* AIM OF THE EXERCISE
Each entry has to be set down again with no alteration.
─── THE DATA
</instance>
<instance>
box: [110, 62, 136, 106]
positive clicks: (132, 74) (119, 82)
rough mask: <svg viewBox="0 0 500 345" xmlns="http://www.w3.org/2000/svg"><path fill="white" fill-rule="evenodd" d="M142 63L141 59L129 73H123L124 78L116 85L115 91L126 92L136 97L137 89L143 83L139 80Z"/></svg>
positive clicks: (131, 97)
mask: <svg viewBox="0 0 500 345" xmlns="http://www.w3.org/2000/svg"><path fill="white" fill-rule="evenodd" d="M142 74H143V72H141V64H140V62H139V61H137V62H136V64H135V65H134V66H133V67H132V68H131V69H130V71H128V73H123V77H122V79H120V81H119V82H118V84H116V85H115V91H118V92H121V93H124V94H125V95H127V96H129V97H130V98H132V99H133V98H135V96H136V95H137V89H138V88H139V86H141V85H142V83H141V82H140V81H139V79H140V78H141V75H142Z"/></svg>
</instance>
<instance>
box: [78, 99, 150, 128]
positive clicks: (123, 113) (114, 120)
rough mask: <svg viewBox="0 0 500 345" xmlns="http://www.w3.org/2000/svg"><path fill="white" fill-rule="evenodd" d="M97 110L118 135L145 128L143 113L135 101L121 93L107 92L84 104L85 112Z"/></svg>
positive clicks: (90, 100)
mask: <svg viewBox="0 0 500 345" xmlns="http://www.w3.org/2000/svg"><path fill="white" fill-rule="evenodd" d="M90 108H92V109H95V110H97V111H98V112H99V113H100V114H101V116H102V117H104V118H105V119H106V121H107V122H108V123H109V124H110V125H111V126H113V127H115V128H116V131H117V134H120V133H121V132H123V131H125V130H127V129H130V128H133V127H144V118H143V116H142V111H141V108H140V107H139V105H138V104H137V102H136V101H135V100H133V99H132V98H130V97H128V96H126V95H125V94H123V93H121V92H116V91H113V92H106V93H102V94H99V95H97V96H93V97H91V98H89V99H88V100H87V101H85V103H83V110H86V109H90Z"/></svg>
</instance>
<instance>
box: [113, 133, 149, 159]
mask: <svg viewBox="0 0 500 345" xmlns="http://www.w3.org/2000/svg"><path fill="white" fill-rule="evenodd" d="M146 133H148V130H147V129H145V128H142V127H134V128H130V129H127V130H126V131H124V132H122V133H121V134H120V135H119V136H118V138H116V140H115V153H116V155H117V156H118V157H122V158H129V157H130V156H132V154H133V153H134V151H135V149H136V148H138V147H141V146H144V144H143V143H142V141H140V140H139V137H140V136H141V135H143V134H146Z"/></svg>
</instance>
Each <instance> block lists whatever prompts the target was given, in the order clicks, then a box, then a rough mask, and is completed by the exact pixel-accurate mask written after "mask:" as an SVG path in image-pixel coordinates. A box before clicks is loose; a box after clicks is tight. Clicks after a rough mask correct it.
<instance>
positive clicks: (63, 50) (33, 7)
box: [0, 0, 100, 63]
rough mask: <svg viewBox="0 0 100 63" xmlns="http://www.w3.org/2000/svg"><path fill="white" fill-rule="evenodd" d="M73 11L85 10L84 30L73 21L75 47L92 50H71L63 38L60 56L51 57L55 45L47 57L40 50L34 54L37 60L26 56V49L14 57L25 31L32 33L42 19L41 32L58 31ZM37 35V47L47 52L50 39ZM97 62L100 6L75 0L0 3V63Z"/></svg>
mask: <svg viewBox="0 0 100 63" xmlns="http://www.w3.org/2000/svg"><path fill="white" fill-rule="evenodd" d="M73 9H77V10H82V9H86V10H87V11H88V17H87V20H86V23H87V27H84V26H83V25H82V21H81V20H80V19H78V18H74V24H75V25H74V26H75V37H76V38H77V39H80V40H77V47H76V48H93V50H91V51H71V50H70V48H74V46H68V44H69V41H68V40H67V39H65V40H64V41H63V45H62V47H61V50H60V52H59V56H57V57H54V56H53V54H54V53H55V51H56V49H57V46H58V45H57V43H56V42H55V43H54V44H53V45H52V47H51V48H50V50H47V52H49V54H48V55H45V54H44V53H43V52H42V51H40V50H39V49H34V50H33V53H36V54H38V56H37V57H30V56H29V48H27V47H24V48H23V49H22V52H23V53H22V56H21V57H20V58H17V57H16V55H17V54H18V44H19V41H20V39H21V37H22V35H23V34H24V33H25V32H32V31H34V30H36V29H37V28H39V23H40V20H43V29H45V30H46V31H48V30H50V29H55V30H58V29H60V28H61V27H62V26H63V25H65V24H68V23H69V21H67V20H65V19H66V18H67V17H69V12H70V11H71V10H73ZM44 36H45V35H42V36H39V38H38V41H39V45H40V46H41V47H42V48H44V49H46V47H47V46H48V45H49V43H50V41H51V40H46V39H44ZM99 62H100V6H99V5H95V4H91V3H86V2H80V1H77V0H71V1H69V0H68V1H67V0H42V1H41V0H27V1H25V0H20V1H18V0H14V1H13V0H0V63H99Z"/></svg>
──────
* WRITTEN RESPONSE
</instance>
<instance>
box: [110, 62, 136, 106]
positive clicks: (132, 74) (119, 82)
rough mask: <svg viewBox="0 0 500 345" xmlns="http://www.w3.org/2000/svg"><path fill="white" fill-rule="evenodd" d="M142 63L141 59L129 73H123L124 78L116 85L115 91L126 92L136 97L137 89L143 83L139 80Z"/></svg>
positive clicks: (131, 97)
mask: <svg viewBox="0 0 500 345" xmlns="http://www.w3.org/2000/svg"><path fill="white" fill-rule="evenodd" d="M142 74H143V72H141V64H140V62H139V61H137V62H136V64H135V65H134V66H133V67H132V68H131V69H130V71H128V73H123V77H122V79H120V81H119V82H118V84H116V85H115V91H118V92H121V93H124V94H125V95H127V96H129V97H130V98H132V99H133V98H135V96H136V95H137V89H138V88H139V86H141V85H142V83H141V82H140V81H139V79H140V78H141V75H142Z"/></svg>
</instance>
<instance>
box: [78, 99, 150, 128]
positive clicks: (123, 113) (114, 120)
rough mask: <svg viewBox="0 0 500 345" xmlns="http://www.w3.org/2000/svg"><path fill="white" fill-rule="evenodd" d="M97 110L118 135L145 128L143 113L135 101L121 93L107 92L84 104L85 112Z"/></svg>
positive clicks: (90, 100)
mask: <svg viewBox="0 0 500 345" xmlns="http://www.w3.org/2000/svg"><path fill="white" fill-rule="evenodd" d="M90 108H92V109H95V110H97V111H98V112H99V113H100V114H101V116H102V117H104V118H105V119H106V121H107V122H108V123H109V124H110V125H111V126H113V127H115V128H116V131H117V134H120V133H121V132H123V131H125V130H127V129H130V128H133V127H144V118H143V116H142V111H141V108H140V107H139V105H138V104H137V102H136V101H135V100H133V99H132V98H130V97H128V96H126V95H125V94H123V93H121V92H116V91H113V92H106V93H102V94H99V95H97V96H93V97H91V98H89V99H88V100H87V101H85V103H83V110H86V109H90Z"/></svg>
</instance>
<instance>
box: [113, 133, 149, 159]
mask: <svg viewBox="0 0 500 345" xmlns="http://www.w3.org/2000/svg"><path fill="white" fill-rule="evenodd" d="M146 133H148V130H147V129H145V128H142V127H134V128H130V129H127V130H126V131H124V132H122V133H121V134H120V135H119V136H118V138H116V140H115V153H116V155H117V156H118V157H122V158H129V157H130V156H132V154H133V153H134V151H135V149H136V148H138V147H141V146H144V144H143V143H142V141H140V140H139V137H140V136H141V135H143V134H146Z"/></svg>
</instance>
Each <instance> block lists whatever prompts the target was given, in the order clicks, then a box, then a rough mask, and is completed by the exact pixel-accurate mask written after "mask:" as an SVG path in image-pixel coordinates. A box before clicks is loose; a box after clicks is tight. Clicks after a rough mask correct it.
<instance>
positive clicks: (63, 50) (33, 7)
box: [0, 0, 100, 63]
rough mask: <svg viewBox="0 0 100 63" xmlns="http://www.w3.org/2000/svg"><path fill="white" fill-rule="evenodd" d="M73 11L85 10L84 30L73 21L75 47L92 50H71L63 38L60 56L51 57L55 45L47 57L40 50L34 54L37 60L26 56V49L14 57L25 31L32 33L42 19L41 32L58 31ZM37 35V47L47 52L50 39ZM97 62L100 6L75 0L0 3V63Z"/></svg>
mask: <svg viewBox="0 0 100 63" xmlns="http://www.w3.org/2000/svg"><path fill="white" fill-rule="evenodd" d="M73 9H77V10H82V9H86V10H87V11H88V17H87V20H86V23H87V27H84V26H83V25H82V21H81V20H80V19H78V18H74V24H75V25H74V26H75V37H76V38H77V39H80V40H77V47H76V48H93V50H91V51H71V50H70V48H74V46H68V44H69V41H68V40H67V39H65V40H64V41H63V45H62V47H61V50H60V52H59V56H57V57H54V56H53V54H54V53H55V51H56V49H57V46H58V45H57V43H56V42H55V43H54V44H53V45H52V47H51V48H50V50H47V52H49V54H48V55H45V54H44V53H43V52H42V51H40V50H39V49H34V50H33V53H36V54H38V56H37V57H30V56H29V48H27V47H24V48H23V49H22V52H23V53H22V56H21V57H20V58H17V57H16V55H17V54H18V44H19V41H20V39H21V37H22V35H23V34H24V33H25V32H32V31H34V30H36V29H37V28H39V23H40V20H43V29H45V30H46V31H48V30H50V29H55V30H58V29H60V28H61V27H62V26H63V25H65V24H68V23H69V21H67V20H65V19H66V18H67V17H69V12H70V11H71V10H73ZM44 36H45V35H42V36H39V38H38V41H39V45H40V46H41V47H42V48H44V49H46V47H47V46H48V45H49V43H50V41H51V40H46V39H44ZM99 62H100V6H99V5H95V4H91V3H86V2H80V1H77V0H71V1H69V0H68V1H67V0H42V1H41V0H27V1H25V0H20V1H18V0H14V1H13V0H0V63H99Z"/></svg>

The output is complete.